**REQUIRED TASKS**
1) Answer these from the multi-view stereo passage, one line each, marked to match:
(a) What does CasMVSNet build in multiple stages?
(b) On which dataset did the MVSTR network show excellent performance?
(c) Which architecture is the dual-tower network of SDE-DualENet based on?
2) Pick up the multi-view stereo passage after its final sentence and keep writing in the same style.

**PAGE EXTRACT**
━━━

However, as the resolution of input images increases, the size of the cost volumes processed by MVS methods expands rapidly, leading to a surge in the demand for computational resources. This has prompted researchers to explore depth-optimized networks, such as FastMVSNet [5], which optimize computational efficiency through the construction of sparse cost volumes and efficient network architectures, and enhance the precision of depth estimation through iterative optimization strategies [21].

Moreover, the concept of cascaded cost volume [22–24] has been applied to variants of MVSNet. CasMVSNet [22] incrementally enhances the fineness of depth predictions by constructing the cost volume in multiple stages. This strategy reduces the direct computational demands for high-resolution depth information, adopting a coarse-to-fine approach to gradually refine depth details, effectively balancing accuracy and computational efficiency.

Recent advances in this field include the MVSTR network, which utilizes a global-context Transformer module and a 3D-consistency Transformer module to capture dense and globally consistent features for multi-view stereo, showing excellent performance on the DTU dataset. Additionally, the SSC-MVS framework introduces a novel unsupervised learning strategy with pseudo-depth supervision and a consistency-based training mechanism, achieving state-of-the-art results among unsupervised methods and demonstrating potential to outperform fully supervised approaches [25, 26].

The 2T-UNet model replaces traditional cost volume construction with a dual-tower convolutional neural network, utilizing left and right stereo images along with monocular depth cue information as inputs, significantly enhancing the quality of scene geometry prediction. It surpasses existing monocular and stereo depth estimation methods, particularly in complex natural scenes. Additionally, the deep learning architecture for multi-exposure stereo depth estimation introduces innovative stereo matching techniques and a mono-to-stereo transfer learning approach, avoiding traditional cost volume construction. By fusing disparity maps at different exposure levels, it provides robust support for various 3D HDR applications. Lastly, the SDE-DualENet model achieves stereo depth estimation without constructing a cost volume by employing a dual-tower convolutional neural network based on the EfficientNet architecture. This method performs pixel matching with different weights in the dual towers, excelling in handling complex scenes with high detail and large depth variations [27–30].

As the field of MVS progresses, researchers have also explored hybrid methods that combine traditional geometric techniques with deep learning. For example, the MVS-CRF [6] model enhances global consistency and detail recovery in depth estimation by integrating the feature extraction capabilities of convolutional neural networks with conditional random fields. These hybrid models leverage the automatic feature learning capabilities of deep learning and refine reconstruction results through geometry-driven global optimizations.

Against this backdrop, our research aims to explore and refine multi-view stereo matching techniques. Our proposed method, the Multi-Step Depth Enhancement Refine Network (MSDER-MVS), addresses the efficiency and accuracy issues of previous technologies when processing high-resolution data. By considering the depth and breadth of the network architecture and the diversity of optimization strategies, MSDER-MVS shows significant improvements in accuracy and efficiency.

━━━

**RECORDED DATA**

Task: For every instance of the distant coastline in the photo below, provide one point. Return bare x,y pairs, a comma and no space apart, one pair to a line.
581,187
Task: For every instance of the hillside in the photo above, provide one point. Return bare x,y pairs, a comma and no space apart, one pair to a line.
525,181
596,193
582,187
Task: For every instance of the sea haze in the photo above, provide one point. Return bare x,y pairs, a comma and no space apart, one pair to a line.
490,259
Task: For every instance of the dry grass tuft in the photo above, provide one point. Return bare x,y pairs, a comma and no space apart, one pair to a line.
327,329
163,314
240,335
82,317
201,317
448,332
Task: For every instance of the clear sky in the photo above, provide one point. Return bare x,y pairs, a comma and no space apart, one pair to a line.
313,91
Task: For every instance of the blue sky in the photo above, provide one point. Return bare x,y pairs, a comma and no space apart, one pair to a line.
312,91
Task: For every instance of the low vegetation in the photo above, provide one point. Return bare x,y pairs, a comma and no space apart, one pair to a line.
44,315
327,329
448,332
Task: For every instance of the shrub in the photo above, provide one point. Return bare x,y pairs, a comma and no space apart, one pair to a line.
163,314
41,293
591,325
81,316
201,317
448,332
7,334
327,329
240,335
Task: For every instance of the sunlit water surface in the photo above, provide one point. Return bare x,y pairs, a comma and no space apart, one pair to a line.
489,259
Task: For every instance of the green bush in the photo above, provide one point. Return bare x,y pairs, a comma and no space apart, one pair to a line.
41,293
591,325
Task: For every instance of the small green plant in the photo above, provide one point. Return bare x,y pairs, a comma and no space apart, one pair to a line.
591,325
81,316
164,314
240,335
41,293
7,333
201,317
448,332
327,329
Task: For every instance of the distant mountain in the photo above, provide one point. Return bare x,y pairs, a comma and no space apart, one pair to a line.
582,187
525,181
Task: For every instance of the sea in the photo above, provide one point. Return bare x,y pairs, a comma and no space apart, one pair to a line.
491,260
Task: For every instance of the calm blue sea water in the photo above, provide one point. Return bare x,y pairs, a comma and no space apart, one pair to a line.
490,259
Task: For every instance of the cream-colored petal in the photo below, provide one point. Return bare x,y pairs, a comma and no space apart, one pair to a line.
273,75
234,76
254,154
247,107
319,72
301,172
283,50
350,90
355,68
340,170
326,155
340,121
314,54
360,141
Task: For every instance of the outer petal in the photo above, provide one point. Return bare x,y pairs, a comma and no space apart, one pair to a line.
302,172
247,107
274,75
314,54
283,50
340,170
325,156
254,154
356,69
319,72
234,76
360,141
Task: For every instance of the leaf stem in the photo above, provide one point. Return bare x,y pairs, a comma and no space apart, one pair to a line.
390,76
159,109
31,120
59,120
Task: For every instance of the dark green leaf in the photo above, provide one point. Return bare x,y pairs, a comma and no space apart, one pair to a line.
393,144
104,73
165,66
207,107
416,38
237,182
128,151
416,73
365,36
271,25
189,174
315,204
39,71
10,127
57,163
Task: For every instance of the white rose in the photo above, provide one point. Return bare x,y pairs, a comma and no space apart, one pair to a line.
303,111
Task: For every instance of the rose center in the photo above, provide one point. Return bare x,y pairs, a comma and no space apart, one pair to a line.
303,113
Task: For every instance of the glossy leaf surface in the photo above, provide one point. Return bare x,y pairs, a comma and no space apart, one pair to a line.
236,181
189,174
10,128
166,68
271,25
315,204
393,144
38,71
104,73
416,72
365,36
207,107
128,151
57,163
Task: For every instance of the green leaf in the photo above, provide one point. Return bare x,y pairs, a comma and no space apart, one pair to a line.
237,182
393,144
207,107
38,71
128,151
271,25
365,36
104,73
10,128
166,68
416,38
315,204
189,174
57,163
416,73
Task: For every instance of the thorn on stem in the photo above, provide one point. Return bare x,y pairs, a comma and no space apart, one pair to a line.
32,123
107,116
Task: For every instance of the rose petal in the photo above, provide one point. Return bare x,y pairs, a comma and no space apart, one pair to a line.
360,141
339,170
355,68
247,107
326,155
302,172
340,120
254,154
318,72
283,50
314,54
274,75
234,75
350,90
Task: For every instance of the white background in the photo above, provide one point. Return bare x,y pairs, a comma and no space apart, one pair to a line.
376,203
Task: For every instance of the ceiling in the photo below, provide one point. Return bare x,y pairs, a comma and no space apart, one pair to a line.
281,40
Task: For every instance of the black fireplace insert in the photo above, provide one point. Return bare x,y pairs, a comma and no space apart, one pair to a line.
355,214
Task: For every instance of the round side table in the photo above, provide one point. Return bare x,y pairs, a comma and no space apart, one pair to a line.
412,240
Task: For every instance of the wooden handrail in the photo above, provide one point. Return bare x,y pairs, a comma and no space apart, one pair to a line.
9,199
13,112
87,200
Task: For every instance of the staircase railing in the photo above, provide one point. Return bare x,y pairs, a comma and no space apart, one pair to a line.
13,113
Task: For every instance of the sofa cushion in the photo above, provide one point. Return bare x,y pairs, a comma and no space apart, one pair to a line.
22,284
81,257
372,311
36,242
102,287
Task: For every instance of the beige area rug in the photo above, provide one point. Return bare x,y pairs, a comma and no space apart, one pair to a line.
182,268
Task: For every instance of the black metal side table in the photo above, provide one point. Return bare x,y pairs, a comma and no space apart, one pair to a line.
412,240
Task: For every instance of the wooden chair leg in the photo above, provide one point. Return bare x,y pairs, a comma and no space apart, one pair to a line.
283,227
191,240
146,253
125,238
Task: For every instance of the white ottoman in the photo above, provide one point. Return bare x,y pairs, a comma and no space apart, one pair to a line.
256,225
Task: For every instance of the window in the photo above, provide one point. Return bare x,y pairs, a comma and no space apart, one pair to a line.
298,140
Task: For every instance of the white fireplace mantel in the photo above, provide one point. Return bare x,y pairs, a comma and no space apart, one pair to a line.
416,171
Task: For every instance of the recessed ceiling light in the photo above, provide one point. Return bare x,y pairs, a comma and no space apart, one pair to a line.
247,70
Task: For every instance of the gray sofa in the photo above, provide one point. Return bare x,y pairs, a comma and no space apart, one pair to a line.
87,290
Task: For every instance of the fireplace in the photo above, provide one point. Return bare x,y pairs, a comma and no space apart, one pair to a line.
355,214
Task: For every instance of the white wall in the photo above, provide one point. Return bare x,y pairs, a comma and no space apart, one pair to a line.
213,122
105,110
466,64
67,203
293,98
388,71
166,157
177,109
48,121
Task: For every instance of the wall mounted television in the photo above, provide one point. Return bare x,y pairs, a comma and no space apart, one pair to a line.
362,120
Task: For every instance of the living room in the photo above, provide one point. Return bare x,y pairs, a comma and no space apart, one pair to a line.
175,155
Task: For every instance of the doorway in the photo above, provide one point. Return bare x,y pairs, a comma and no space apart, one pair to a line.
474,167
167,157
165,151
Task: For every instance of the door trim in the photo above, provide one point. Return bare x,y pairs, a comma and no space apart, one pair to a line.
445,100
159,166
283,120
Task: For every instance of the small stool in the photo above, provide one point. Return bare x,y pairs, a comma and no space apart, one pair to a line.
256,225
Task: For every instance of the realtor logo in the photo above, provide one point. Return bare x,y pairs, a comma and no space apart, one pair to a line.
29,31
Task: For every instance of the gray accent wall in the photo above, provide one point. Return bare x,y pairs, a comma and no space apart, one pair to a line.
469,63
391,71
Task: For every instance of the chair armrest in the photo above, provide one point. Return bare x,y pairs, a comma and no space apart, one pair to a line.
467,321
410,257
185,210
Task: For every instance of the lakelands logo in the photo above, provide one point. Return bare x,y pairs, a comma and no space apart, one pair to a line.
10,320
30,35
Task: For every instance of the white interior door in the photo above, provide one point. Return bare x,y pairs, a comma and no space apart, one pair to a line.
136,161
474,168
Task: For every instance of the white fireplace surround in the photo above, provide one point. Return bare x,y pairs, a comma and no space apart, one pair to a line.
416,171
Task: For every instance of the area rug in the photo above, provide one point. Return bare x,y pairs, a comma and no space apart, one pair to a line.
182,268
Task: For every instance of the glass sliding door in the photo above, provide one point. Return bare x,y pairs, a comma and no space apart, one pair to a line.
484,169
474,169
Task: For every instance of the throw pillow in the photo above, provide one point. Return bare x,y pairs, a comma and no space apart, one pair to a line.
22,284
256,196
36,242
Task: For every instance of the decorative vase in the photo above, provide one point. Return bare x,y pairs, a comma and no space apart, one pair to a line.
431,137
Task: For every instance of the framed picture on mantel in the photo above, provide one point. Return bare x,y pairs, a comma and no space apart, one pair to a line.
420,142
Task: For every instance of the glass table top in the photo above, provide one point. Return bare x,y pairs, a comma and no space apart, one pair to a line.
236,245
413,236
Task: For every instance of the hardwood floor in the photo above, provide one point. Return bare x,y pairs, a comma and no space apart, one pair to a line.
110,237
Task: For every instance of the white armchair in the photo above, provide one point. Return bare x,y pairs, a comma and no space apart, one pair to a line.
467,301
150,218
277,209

━━━

**ANSWERS PER TASK**
1)
(a) The cost volume.
(b) The DTU dataset.
(c) EfficientNet.

2)
Our network adopts a dual-branch fusion architecture, cleverly avoiding reliance on large-scale 3D convolutions, thus significantly reducing computational costs. Additionally, we fully utilize the concept of feature pyramids to capture rich multi-view information through multi-scale feature extraction, enhancing the network’s sensitivity to geometric details in images. Our method initially generates coarse depth maps at lower resolutions, then refines depth estimation at finer levels using a compact cascaded cost volume strategy. Not only does this strategy visually improve reconstruction quality, but it also optimizes efficiency while maintaining details.

Furthermore, our unique depth optimization method uses an efficient iterative computation strategy to enhance the accuracy of depth predictions while maintaining network feedback speed. This innovative approach in deep learning uses residual information and incremental calculations between feature maps to gradually refine the depth map. Our optimization process is differentiable, making it an integral part of the neural network, thus eliminating the need for additional learnable parameters.

In terms of loss function design, we employ a comprehensive multi-stage calculation method that not only considers the accuracy of depth estimation at each stage but also balances the results across different stages to ensure the consistency and reliability of the overall depth map. This approach allows our network to manage errors in both initial and refined depth estimates effectively, ensuring high-quality final depth maps.

In summary, our Multi-Step Depth Enhancement Refine Network represents a significant advancement in multi-view stereo matching technology. It not only demonstrates excellent performance on existing datasets but also lays the groundwork for future applications in high-quality 3D reconstruction.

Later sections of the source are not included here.